• Your objective
Lay out every line of the records below as a Markdown table with two columns, Row and Line, giving each line its own numbered row and leaving out blank lines.

[Coordinate annotation records]
——————————

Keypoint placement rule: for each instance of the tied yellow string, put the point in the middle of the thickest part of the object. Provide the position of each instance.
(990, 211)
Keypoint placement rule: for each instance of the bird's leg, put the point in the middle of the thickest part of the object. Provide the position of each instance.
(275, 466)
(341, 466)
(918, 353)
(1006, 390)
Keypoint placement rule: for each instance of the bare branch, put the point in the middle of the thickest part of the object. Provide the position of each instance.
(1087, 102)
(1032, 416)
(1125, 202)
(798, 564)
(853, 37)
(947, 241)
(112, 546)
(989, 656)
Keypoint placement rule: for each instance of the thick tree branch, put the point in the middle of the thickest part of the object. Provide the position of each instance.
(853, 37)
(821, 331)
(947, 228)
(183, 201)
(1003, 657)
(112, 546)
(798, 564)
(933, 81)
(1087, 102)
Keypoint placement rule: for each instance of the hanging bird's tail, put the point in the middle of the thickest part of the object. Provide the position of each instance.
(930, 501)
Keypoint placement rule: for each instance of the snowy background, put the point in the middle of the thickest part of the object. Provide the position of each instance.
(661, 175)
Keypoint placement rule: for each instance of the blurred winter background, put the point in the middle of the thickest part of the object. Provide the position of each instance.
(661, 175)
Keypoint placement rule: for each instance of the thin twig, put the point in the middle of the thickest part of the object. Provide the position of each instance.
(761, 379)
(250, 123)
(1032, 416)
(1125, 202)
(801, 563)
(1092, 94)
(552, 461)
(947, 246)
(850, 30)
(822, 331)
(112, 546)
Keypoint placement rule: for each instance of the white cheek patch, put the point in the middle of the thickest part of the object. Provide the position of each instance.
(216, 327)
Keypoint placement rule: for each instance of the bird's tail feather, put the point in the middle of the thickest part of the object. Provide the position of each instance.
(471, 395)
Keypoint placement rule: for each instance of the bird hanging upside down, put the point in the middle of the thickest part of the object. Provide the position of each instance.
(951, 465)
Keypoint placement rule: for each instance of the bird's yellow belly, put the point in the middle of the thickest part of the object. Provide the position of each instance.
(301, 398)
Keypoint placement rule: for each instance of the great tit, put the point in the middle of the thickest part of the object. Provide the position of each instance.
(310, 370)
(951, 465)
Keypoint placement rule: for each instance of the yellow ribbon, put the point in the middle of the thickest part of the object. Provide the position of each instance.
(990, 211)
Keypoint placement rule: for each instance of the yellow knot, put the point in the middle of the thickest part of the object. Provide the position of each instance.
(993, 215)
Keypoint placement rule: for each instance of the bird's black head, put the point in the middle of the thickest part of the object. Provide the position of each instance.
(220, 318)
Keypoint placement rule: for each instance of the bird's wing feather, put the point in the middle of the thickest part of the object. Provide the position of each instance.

——————————

• Output
| Row | Line |
|---|---|
| 1 | Keypoint placement rule: for each instance of the tied yellow string, put the point in the middle of the thickest part of the object. Provide the position of each instance. |
| 2 | (990, 211) |
| 3 | Keypoint placement rule: for each instance of the bird's leg, put the point in the middle of the thickest part of the object. Provide the position of each instance. |
| 4 | (275, 466) |
| 5 | (341, 466) |
| 6 | (918, 353) |
| 7 | (1006, 390) |
| 8 | Keypoint placement rule: for each instance of the bare branch, put the point in the middle of the thickest part of the object. Provide the position of each instance. |
| 9 | (1087, 102) |
| 10 | (1032, 416) |
| 11 | (1125, 202) |
| 12 | (798, 564) |
| 13 | (853, 37) |
| 14 | (947, 241) |
| 15 | (112, 546) |
| 16 | (989, 656) |
| 17 | Keypoint placement rule: for each instance of the thick tree branch, put the point in the middle of the thickest part of the object. Provide the position of each instance. |
| 18 | (853, 37) |
| 19 | (821, 331) |
| 20 | (947, 228) |
| 21 | (183, 201) |
| 22 | (1003, 657) |
| 23 | (112, 546) |
| 24 | (798, 564) |
| 25 | (933, 81) |
| 26 | (1087, 102) |
| 27 | Keypoint placement rule: for each instance of the hanging bird's tail, put the point in the middle of the thickest part of the object. Provide the position of each instance. |
| 28 | (930, 501) |
| 29 | Keypoint placement rule: for each instance of the snowy background, put the point in the middle of the thickest part of the object. Provide the position of each instance. |
| 30 | (661, 175) |
| 31 | Keypoint placement rule: for each instance of the blurred winter background, put the point in the middle of the thickest part of the object. Provide the position of each instance. |
| 32 | (661, 175) |
| 33 | Keypoint placement rule: for each instance of the thin twig, put the point in the middle of the thickest part of the object. Provide the position of each instance. |
| 34 | (761, 379) |
| 35 | (250, 123) |
| 36 | (1032, 416) |
| 37 | (1125, 202) |
| 38 | (801, 563) |
| 39 | (1092, 94) |
| 40 | (552, 461) |
| 41 | (947, 246) |
| 42 | (850, 30) |
| 43 | (822, 331) |
| 44 | (112, 546) |
| 45 | Keypoint placement rule: for each instance of the white cheek patch, put the point in the middle of the thickest part of the object. Provide the position of each instance. |
| 46 | (216, 327) |
| 47 | Keypoint placement rule: for each instance of the bird's tail feather, put the point in the middle of the thickest part of the object. Provide the position of each instance. |
| 48 | (471, 395) |
| 49 | Keypoint placement rule: for each instance of the bird hanging upside down, put the point in the middle of the thickest part of the object. Provide the position of each instance. |
| 50 | (951, 465) |
| 51 | Keypoint placement rule: for each instance of the bird's yellow belly, put the point in the middle of the thickest part of the object. Provide the position of each instance. |
| 52 | (301, 398) |
| 53 | Keypoint placement rule: for each instance of the great tit, put the point in the middle of the thickest part of the object. Provide the position of each instance. |
| 54 | (310, 370) |
| 55 | (951, 465) |
| 56 | Keypoint placement rule: for each instance of the yellow ribbon, put the point in the middle of the thickest part of the object. Provide the position of each instance. |
| 57 | (990, 211) |
| 58 | Keypoint placement rule: for each instance of the yellow knot, put the point in the middle of the thickest part of the object. Provide the position of each instance. |
| 59 | (993, 215) |
| 60 | Keypoint placement rule: for each instance of the bird's black head, put the point in the middle of the thickest part of the object. Provide the position of each instance. |
| 61 | (220, 318) |
| 62 | Keypoint placement rule: for each instance of the bird's wing feather, put the point in the middle of the thickest part of the object. Provide the position of each instance. |